Exercise text START

That would seem to be a simple theological decision but for the fact that individual churches don’t own their real estate and other assets; it all belongs to the corporate body of the church. So, to split the church also means to split the assets.
To navigate through that conundrum, the church recruited Kenneth Feinberg, the lawyer and mediator who guided the September 11th Victim Compensation Fund. Feinberg’s efforts resulted in a nine-page plan that would provide $25 million to the new denomination over a four-year period, and preserve pension plans for clergy and lay employees. The plan allows local churches to decide whether they want to stay with the inclusive United Methodist Church or join the new denomination. The plan will be voted on at the church’s next General Conference in May.
For Rev. Emily Pickens-Jones the decision has already been made.
“I’m a cradle Methodist,” she says. “My parents are both clergy. History is very important. It’s John Wesley’s legacy. I can’t leave. I refuse to leave. I’m not going to let the bullies drive me out. The work of the church is so much more than arguing about LGBTQ people. Hunger, housing, poverty, that’s what we should be focusing on.”

Exercise text END
Data listing START

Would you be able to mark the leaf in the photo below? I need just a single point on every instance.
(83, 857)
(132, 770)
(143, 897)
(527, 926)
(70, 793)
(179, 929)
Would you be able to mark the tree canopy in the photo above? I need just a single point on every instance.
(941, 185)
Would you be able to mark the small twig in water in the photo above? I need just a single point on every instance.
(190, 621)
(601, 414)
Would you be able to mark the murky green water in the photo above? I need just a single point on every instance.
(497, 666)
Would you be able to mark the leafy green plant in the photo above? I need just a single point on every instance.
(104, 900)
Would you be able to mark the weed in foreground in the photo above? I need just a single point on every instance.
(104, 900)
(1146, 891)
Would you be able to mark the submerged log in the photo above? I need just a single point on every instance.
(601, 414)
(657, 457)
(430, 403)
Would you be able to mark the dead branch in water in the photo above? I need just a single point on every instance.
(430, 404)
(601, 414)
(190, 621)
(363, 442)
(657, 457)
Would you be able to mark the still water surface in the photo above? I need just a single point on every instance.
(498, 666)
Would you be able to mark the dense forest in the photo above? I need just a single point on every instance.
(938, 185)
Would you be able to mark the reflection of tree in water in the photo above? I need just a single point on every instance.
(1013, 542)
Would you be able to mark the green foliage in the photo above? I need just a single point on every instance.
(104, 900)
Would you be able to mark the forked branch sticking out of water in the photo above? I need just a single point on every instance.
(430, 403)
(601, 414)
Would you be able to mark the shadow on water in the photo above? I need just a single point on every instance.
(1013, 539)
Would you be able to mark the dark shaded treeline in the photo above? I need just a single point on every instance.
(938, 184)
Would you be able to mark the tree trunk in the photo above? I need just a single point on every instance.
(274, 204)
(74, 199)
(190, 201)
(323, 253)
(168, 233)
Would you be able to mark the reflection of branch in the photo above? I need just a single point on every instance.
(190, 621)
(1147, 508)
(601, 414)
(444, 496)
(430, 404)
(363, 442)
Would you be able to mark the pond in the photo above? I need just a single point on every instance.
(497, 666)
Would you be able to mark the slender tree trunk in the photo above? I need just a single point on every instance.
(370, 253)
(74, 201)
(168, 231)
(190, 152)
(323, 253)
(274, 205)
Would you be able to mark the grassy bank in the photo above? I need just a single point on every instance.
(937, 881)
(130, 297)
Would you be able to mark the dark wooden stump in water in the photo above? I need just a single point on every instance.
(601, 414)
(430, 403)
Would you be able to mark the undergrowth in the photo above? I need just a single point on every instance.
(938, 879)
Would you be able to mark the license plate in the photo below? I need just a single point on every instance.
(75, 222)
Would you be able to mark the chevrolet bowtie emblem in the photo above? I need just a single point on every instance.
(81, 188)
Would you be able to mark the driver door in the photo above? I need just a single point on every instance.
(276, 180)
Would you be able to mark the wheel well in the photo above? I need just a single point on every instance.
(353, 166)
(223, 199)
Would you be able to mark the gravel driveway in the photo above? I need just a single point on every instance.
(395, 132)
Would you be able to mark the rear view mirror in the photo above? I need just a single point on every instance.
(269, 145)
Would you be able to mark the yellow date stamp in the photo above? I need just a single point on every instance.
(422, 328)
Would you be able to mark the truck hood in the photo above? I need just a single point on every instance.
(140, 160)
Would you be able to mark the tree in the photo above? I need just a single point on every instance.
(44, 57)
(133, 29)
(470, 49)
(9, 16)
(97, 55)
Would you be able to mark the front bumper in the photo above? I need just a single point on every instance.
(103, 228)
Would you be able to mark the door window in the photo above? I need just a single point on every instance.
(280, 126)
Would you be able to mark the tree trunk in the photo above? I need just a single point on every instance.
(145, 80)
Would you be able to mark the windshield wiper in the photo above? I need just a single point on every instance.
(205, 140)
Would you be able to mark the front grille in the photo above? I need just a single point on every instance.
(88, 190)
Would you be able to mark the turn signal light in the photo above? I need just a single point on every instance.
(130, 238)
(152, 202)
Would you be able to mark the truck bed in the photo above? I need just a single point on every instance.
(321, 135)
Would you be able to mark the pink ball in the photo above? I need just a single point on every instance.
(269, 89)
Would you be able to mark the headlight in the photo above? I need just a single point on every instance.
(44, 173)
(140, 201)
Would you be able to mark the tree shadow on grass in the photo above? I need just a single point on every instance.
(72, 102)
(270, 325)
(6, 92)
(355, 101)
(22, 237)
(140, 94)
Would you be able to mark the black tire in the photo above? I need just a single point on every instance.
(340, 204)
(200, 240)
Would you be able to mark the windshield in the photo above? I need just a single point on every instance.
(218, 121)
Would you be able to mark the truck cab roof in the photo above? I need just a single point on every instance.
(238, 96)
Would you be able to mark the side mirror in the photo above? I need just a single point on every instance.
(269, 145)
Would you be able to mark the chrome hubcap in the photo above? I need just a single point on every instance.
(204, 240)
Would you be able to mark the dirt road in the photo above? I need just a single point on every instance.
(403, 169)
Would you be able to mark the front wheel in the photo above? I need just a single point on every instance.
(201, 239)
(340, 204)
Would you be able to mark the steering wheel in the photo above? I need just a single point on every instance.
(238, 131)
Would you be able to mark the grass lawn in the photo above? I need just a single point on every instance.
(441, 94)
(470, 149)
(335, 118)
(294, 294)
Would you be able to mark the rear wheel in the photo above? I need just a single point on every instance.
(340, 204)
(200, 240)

Data listing END

Required work
- A) Duplicate the article on the United Methodist Church split from "To navigate through" up to and including "already been made.".
- B) In the article on the United Methodist Church split, which issues does Rev. Emily Pickens-Jones say the church should be focusing on? List them all.
- C) Write the next part of the article on the United Methodist Church split, picking up after its final paragraph.

Responses in order
- A)
To navigate through that conundrum, the church recruited Kenneth Feinberg, the lawyer and mediator who guided the September 11th Victim Compensation Fund. Feinberg’s efforts resulted in a nine-page plan that would provide $25 million to the new denomination over a four-year period, and preserve pension plans for clergy and lay employees. The plan allows local churches to decide whether they want to stay with the inclusive United Methodist Church or join the new denomination. The plan will be voted on at the church’s next General Conference in May.
For Rev. Emily Pickens-Jones the decision has already been made.

- B) Hunger, housing, poverty

- C)
All of which leads inexorably to the underlying issue of why some church members are so vehemently opposed to gay equality. Pickens-Jones points to the so-called “clobber verses” in the Bible, six Old Testament proscriptions against man-on-man sex. Interestingly, woman-on-woman sex isn’t addressed and, as Pickens-Jones points out, none of the verses were spoken by Jesus.
For better insight on the issue, she points to research by Walter Wink, a professor at Auburn Theological Seminary in New York whose article, “Biblical Perspectives on Homosexuality,” was published in Christian Century.
“No more divisive issue faces the churches of this country today,” writes Wink, “than the question of ordaining homosexuals. Like the issue of slavery a century ago, it has the potential for splitting entire denominations. And like the issue of slavery, the argument revolves around the interpretation of Scripture. What does the Bible say about homosexuality, and how are we to apply it to this tormented question?
Wink says that three of the so-called “clobber verses” are actually referring to homosexual rape, gang rape, or another unclear interpretation and should be therefore dismissed.
The three remaining references are unequivocal. Leviticus 20:13 states, “If a man lies with a male as with a woman, both of them have committed an abomination; they shall be put to death, their blood is upon them.”
Really? God is sanctioning murder for homosexual sex?
Those words have been wrestled with for decades, if not centuries, by religious conservatives. They take us to the heart of the theological dilemma – is every part of the Bible – especially in the Old Testament – the true word of God? Or do many of those words and ideas reflect the social, cultural, political, and educational times in which they were recorded?
All of which presupposes a belief in God that many people don’t share.
Wink’s conclusion is a balm on such, dissension.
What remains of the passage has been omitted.